在一块GPU上进过两三个小时，50000次迭代训练，模型的预测精度大约在85%-90%之间徘徊。显示在tensorboard中的每一步的准确度如下图所示。

将模型训练好的变量保存到checkpoint文件中去，以便测试程序能够恢复出inference模型，喂入测试数据，评估模型性能。

模型评估

因为我仅仅在最后保存了模型中的参数，使用saver.restore函数恢复变量，利用inference函数重构模型，喂入测试数据，输出测试数据的计算记过logits。接下来使用tf.nn.in_top_k(eval_logits, eval_lables, 1)进行准确度计算，此函数的作用是计算每个样本预测的结果前K个最大的数里面和实际结果的是否相等（预测结果大小[batch_size, 10]，真实标签大小为[128]），返回一个bool类型的张量，k一般取1。之所以不使用和训练模型时的accuracy_value=session.run(accuracy)，是因为如上述所言，训练和评估是两个线程，所以不能串用，如果串用，准确率大概是10%左右，就相当于瞎猜嘛，训练得到的变量根本没起到任何作用。最后评估得出的准确度是82.1%。

def evaluation():
    with tf.Graph().as_default():
        n_test = cifar10_input.NUM_EXAMPLES_PER_EPOCH_FOR_EVAL
        eval_images, eval_lables = cifar10_input.inputs(DATA_DIR, BATCH_SIZE)
        eval_logits = cifar10.inference(eval_images)
        # tf.nn.in_top_k(predictions, targets, k, name=None)
        # 每个样本的预测结果的前k个最大的数里面是否包括包含targets预测中的标签，一般取1，
        # 即取预测最大概率的索引与标签的对比
        top_k_op = tf.nn.in_top_k(eval_logits, eval_lables, 1)
        saver = tf.train.Saver()

= = = = = = =

任务要求 |
A) 在这段关于模型训练与评估的节选里，最后评估得出的准确度是多少？
B) 从这段关于模型训练与评估的节选停下的地方接着往下写。

= = = = = = =

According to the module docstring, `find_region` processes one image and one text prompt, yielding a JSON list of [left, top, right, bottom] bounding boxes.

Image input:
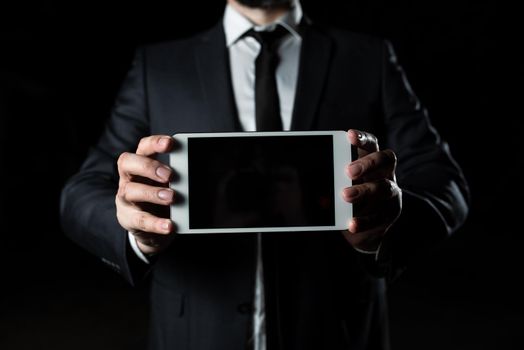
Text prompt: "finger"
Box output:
[[348, 214, 389, 234], [343, 227, 387, 251], [131, 231, 174, 248], [342, 179, 401, 207], [118, 182, 175, 205], [136, 135, 174, 157], [348, 129, 379, 158], [117, 152, 173, 183], [346, 149, 397, 181], [123, 209, 173, 235]]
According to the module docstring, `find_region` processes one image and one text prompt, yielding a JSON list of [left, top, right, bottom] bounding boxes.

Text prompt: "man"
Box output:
[[62, 0, 467, 350]]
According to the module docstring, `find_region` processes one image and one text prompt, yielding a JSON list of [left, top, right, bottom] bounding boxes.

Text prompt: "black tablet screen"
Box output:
[[188, 135, 335, 229]]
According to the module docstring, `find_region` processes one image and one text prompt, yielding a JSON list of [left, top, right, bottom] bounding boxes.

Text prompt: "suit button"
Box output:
[[237, 303, 253, 315]]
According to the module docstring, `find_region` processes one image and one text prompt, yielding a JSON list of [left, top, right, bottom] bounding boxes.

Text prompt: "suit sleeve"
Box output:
[[360, 41, 469, 280], [60, 49, 150, 284]]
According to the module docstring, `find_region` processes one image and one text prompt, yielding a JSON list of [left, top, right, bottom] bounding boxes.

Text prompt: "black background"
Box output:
[[0, 0, 524, 349]]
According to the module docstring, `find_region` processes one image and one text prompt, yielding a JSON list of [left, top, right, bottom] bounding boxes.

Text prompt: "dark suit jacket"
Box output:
[[61, 19, 467, 350]]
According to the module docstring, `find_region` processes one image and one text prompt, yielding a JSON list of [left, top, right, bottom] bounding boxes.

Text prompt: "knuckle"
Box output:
[[116, 152, 129, 169], [138, 136, 151, 148], [382, 149, 397, 164], [135, 213, 148, 231]]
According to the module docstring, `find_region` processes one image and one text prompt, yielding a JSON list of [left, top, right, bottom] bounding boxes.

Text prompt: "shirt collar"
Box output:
[[223, 0, 303, 47]]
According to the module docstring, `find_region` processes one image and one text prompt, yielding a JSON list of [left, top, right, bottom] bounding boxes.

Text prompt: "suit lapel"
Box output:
[[195, 22, 240, 132], [291, 25, 333, 130]]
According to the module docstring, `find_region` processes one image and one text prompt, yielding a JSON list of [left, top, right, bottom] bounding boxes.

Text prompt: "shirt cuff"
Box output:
[[127, 232, 150, 265], [353, 242, 382, 261]]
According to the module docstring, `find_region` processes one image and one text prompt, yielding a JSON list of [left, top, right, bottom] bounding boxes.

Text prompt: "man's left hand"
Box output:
[[342, 129, 402, 252]]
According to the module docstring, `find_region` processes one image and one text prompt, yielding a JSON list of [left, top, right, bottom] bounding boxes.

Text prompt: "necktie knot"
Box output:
[[245, 25, 289, 52], [244, 25, 289, 131]]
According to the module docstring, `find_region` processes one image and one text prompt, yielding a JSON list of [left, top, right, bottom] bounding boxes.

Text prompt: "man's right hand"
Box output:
[[115, 135, 175, 254]]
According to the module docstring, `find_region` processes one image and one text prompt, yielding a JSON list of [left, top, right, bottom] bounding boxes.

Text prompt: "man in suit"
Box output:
[[61, 0, 467, 350]]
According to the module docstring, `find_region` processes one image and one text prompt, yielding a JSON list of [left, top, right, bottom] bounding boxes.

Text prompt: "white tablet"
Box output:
[[170, 131, 352, 234]]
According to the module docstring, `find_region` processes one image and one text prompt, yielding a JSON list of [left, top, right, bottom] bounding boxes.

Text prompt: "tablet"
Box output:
[[170, 131, 352, 234]]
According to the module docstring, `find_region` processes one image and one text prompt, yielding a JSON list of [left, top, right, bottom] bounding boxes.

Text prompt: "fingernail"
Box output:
[[158, 190, 173, 201], [156, 166, 171, 181], [160, 221, 171, 231], [349, 163, 362, 177], [345, 187, 359, 199], [158, 137, 169, 147]]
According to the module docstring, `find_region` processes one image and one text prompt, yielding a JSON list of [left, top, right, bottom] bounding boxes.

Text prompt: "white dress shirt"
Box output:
[[129, 0, 302, 350], [224, 1, 302, 350]]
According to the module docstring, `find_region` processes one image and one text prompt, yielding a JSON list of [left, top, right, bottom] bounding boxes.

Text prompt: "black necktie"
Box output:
[[246, 25, 289, 131]]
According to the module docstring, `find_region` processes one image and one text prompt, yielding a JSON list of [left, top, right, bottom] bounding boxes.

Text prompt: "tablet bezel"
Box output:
[[169, 130, 353, 234]]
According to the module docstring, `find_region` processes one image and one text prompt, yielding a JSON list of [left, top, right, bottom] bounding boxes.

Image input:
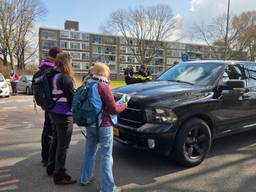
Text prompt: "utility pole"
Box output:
[[224, 0, 230, 60]]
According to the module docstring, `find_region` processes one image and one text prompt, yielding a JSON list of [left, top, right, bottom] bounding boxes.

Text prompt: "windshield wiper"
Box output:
[[168, 80, 194, 85]]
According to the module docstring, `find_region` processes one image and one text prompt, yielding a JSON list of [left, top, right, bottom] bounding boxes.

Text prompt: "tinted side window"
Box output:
[[219, 64, 247, 85], [245, 64, 256, 89]]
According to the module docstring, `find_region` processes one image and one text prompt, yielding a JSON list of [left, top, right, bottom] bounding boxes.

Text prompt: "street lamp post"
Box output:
[[224, 0, 230, 60]]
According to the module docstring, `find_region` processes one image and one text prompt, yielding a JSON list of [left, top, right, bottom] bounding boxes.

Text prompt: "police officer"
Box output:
[[129, 64, 153, 84]]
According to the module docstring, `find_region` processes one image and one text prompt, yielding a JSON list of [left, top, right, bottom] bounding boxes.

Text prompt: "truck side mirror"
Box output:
[[220, 79, 248, 93]]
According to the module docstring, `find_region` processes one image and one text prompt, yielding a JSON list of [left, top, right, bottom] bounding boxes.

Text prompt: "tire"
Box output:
[[26, 87, 31, 95], [174, 118, 212, 167]]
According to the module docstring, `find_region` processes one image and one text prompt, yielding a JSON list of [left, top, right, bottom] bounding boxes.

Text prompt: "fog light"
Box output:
[[148, 139, 155, 149]]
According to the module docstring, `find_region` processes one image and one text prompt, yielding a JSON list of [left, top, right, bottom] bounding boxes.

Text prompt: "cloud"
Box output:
[[183, 0, 256, 42], [189, 0, 203, 12], [167, 14, 183, 41]]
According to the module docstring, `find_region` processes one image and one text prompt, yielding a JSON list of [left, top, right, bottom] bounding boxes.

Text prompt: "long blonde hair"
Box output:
[[55, 53, 75, 82], [93, 62, 110, 79]]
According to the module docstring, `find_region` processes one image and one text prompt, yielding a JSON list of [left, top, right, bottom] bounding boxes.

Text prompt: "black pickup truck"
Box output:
[[113, 60, 256, 166]]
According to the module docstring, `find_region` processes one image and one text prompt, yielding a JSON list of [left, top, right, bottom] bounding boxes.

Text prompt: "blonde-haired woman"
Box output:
[[47, 53, 76, 185], [80, 63, 127, 192]]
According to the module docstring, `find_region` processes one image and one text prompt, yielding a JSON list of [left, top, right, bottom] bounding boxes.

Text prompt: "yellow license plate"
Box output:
[[114, 127, 120, 137]]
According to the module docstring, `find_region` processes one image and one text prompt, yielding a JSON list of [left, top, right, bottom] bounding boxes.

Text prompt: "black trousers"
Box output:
[[47, 113, 73, 172], [41, 111, 52, 162]]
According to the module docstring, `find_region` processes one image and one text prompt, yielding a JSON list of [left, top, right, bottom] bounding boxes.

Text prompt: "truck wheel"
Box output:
[[174, 118, 212, 167]]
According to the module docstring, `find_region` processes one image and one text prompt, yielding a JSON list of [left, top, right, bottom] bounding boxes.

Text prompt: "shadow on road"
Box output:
[[0, 128, 256, 192]]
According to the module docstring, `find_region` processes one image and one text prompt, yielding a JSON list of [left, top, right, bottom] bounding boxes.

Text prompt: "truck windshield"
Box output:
[[158, 63, 223, 86]]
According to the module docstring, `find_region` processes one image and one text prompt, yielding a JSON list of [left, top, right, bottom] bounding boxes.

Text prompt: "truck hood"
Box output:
[[113, 81, 211, 107]]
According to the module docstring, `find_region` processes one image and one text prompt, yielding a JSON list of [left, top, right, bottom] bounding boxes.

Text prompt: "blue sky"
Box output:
[[38, 0, 190, 32], [37, 0, 256, 38]]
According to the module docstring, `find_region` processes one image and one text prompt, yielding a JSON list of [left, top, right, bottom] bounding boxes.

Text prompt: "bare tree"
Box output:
[[192, 14, 235, 59], [232, 11, 256, 61], [0, 0, 45, 68], [193, 11, 256, 60], [102, 5, 180, 64]]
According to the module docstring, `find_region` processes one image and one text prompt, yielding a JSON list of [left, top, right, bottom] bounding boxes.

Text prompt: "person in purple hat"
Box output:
[[39, 47, 63, 166]]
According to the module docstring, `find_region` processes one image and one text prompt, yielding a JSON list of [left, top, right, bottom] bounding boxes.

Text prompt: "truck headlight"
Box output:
[[2, 83, 8, 89], [147, 108, 178, 123]]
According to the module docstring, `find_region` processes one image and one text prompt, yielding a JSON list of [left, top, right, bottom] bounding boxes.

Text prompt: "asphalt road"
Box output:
[[0, 95, 256, 192]]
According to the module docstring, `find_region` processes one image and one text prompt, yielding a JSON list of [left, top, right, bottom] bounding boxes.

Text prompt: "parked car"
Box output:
[[17, 75, 33, 95], [0, 73, 10, 97], [113, 61, 256, 166]]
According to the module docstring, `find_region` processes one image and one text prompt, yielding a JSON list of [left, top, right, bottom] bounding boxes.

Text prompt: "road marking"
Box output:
[[0, 179, 20, 186], [15, 99, 31, 103], [243, 123, 256, 128], [2, 107, 17, 110]]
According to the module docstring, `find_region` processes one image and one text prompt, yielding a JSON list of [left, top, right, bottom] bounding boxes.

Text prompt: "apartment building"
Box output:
[[39, 21, 223, 79]]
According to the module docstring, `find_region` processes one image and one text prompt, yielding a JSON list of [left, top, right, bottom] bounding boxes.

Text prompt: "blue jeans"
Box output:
[[80, 126, 115, 192]]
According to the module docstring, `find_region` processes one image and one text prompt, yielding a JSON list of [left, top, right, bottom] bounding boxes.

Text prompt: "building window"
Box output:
[[70, 42, 80, 49], [41, 31, 57, 41], [72, 63, 81, 70], [60, 31, 69, 39], [60, 41, 69, 49], [70, 52, 81, 60], [42, 40, 57, 49], [82, 33, 90, 41], [82, 43, 89, 51], [82, 53, 89, 61], [70, 31, 80, 39]]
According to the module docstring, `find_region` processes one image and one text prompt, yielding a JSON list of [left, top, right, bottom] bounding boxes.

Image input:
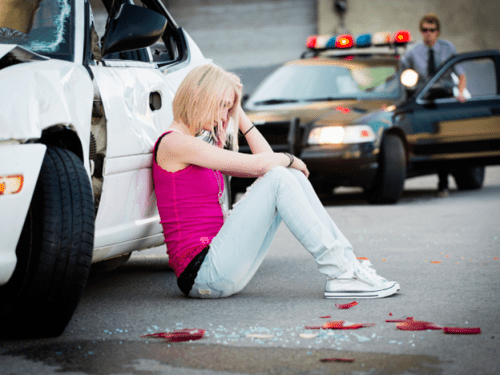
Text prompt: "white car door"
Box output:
[[90, 1, 208, 262]]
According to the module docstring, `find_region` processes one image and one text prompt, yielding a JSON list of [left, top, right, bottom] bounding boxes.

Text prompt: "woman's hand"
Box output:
[[290, 156, 309, 177]]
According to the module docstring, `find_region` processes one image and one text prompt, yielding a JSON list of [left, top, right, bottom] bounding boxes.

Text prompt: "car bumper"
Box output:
[[300, 143, 379, 187], [0, 144, 46, 285]]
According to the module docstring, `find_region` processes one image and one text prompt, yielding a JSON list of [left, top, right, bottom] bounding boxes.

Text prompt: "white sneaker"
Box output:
[[325, 262, 400, 298], [359, 260, 400, 290]]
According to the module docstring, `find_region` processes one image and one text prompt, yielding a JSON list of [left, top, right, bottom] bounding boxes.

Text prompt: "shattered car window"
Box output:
[[0, 0, 73, 60]]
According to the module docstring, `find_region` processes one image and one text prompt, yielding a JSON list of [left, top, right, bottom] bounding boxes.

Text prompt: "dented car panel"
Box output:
[[0, 0, 210, 336]]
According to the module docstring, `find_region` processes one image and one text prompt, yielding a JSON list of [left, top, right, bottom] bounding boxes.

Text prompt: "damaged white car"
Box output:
[[0, 0, 208, 336]]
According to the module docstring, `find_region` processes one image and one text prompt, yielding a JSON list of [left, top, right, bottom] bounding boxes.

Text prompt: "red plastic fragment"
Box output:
[[396, 320, 443, 331], [323, 320, 375, 329], [323, 320, 345, 329], [335, 301, 358, 309], [141, 328, 205, 342], [443, 327, 481, 335], [385, 316, 413, 323], [305, 326, 323, 329], [320, 358, 355, 362]]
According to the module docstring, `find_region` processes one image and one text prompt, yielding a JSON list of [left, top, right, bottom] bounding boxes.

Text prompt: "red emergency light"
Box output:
[[335, 34, 354, 48]]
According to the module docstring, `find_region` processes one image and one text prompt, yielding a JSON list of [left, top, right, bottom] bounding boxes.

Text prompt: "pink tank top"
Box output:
[[153, 131, 224, 277]]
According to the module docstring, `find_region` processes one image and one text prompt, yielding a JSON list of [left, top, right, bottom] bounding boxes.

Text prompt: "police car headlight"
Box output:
[[308, 125, 375, 145], [401, 69, 418, 88]]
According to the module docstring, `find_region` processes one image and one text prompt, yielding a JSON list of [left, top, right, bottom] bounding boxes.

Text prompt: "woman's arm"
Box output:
[[158, 130, 309, 177], [239, 107, 273, 154]]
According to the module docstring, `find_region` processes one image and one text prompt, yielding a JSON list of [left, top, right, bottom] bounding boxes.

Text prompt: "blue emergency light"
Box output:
[[306, 30, 411, 50]]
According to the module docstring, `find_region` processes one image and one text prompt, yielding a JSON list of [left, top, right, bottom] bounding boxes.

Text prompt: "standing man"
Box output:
[[402, 13, 466, 197]]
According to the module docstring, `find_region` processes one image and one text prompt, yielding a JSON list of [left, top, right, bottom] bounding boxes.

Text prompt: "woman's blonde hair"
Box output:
[[173, 64, 241, 149]]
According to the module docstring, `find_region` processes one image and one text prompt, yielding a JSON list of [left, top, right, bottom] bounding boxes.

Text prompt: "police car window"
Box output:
[[247, 64, 399, 105], [0, 0, 74, 60], [433, 58, 497, 99], [460, 58, 497, 97]]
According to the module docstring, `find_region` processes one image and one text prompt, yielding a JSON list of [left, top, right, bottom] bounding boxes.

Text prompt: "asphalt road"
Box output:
[[0, 167, 500, 375]]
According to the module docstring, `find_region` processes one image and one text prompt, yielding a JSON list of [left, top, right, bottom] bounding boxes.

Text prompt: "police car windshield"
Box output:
[[0, 0, 74, 61], [246, 63, 400, 106]]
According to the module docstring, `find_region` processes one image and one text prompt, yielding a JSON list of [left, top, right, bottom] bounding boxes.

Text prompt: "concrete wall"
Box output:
[[318, 0, 500, 52]]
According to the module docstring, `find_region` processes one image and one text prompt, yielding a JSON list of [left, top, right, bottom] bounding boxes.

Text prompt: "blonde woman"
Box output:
[[153, 64, 399, 298]]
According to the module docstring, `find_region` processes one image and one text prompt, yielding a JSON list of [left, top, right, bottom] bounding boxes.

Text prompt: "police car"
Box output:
[[0, 0, 208, 336], [232, 30, 500, 203]]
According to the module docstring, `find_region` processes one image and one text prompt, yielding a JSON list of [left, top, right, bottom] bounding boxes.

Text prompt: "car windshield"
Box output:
[[246, 62, 400, 106], [0, 0, 74, 61]]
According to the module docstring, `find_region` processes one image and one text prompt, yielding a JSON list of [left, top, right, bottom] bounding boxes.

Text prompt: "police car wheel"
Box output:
[[0, 147, 94, 337], [452, 167, 484, 190], [365, 134, 406, 204]]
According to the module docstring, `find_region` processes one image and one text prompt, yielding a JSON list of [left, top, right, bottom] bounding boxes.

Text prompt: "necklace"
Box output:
[[212, 169, 228, 221]]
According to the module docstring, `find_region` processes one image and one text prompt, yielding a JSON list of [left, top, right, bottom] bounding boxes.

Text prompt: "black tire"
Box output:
[[0, 147, 94, 337], [365, 134, 406, 204], [452, 167, 484, 190]]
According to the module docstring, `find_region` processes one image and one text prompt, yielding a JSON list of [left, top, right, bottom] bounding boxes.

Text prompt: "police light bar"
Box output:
[[306, 30, 411, 50], [392, 30, 411, 44], [335, 34, 354, 48]]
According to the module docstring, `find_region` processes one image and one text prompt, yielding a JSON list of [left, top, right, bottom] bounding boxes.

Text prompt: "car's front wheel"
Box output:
[[365, 134, 406, 204], [452, 167, 484, 190], [0, 147, 94, 337]]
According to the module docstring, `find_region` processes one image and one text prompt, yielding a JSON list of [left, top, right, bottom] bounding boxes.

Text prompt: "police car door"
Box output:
[[408, 51, 500, 165]]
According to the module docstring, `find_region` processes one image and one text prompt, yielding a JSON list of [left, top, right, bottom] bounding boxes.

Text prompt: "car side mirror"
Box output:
[[423, 85, 453, 100], [101, 4, 167, 56]]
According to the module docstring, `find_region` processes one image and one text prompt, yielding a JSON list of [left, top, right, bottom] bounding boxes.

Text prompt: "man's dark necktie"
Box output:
[[427, 48, 436, 77]]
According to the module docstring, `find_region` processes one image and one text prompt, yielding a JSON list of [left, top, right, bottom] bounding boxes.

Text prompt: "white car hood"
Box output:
[[0, 45, 94, 141]]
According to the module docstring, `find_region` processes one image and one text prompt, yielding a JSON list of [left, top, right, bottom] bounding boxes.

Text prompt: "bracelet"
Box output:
[[243, 125, 255, 137], [284, 152, 295, 168]]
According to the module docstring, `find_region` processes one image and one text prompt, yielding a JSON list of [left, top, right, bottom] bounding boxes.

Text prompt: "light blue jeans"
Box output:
[[189, 167, 356, 298]]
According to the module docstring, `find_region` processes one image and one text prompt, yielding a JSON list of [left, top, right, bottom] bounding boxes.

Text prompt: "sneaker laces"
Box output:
[[358, 260, 387, 283]]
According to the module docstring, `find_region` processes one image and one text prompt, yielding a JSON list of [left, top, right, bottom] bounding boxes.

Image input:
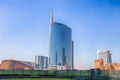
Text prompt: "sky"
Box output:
[[0, 0, 120, 69]]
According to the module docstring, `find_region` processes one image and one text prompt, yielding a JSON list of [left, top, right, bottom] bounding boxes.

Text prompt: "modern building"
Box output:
[[0, 59, 34, 70], [49, 11, 74, 70], [97, 50, 112, 65], [35, 55, 48, 70]]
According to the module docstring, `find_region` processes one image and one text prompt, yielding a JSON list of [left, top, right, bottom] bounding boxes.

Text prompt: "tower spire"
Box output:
[[50, 10, 53, 25]]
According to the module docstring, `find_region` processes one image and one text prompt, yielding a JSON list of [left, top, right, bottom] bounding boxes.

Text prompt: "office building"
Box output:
[[97, 50, 112, 65], [35, 55, 48, 70], [49, 11, 74, 70]]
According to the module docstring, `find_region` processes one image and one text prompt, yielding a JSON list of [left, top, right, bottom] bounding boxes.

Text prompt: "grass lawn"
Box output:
[[1, 78, 74, 80]]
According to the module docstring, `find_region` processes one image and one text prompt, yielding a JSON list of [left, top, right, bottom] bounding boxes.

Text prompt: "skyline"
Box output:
[[0, 0, 120, 69]]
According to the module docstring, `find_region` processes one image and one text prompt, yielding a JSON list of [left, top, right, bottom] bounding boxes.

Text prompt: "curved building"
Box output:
[[49, 22, 72, 69], [49, 12, 73, 70]]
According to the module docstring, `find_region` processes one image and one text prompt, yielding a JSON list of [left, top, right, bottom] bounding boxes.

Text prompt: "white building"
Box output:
[[97, 50, 112, 65], [35, 55, 48, 70]]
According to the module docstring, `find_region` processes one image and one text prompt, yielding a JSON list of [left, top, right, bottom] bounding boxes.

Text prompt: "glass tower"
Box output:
[[49, 22, 73, 69]]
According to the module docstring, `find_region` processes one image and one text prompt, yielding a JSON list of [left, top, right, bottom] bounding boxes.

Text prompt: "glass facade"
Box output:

= = = = = = =

输出结果 |
A) 最后评估得出的准确度是82.1%。

B)
        with tf.Session() as session:
            ckpt = tf.train.get_checkpoint_state('F:\\tensorflow-CIFAR10\\saver')
            if ckpt and ckpt.model_checkpoint_path:
                saver.restore(session, ckpt.model_checkpoint_path)
            coord = tf.train.Coordinator()
            threads = tf.train.start_queue_runners(sess=session, coord=coord)
            num_iter = int(n_test / BATCH_SIZE)
            true_count = 0
            for step in range(num_iter):
                predictions = session.run(top_k_op)
                true_count = true_count + np.sum(predictions)
            precision = true_count / (num_iter * BATCH_SIZE)
            print('precision=', precision)
            coord.request_stop()
            coord.join(threads)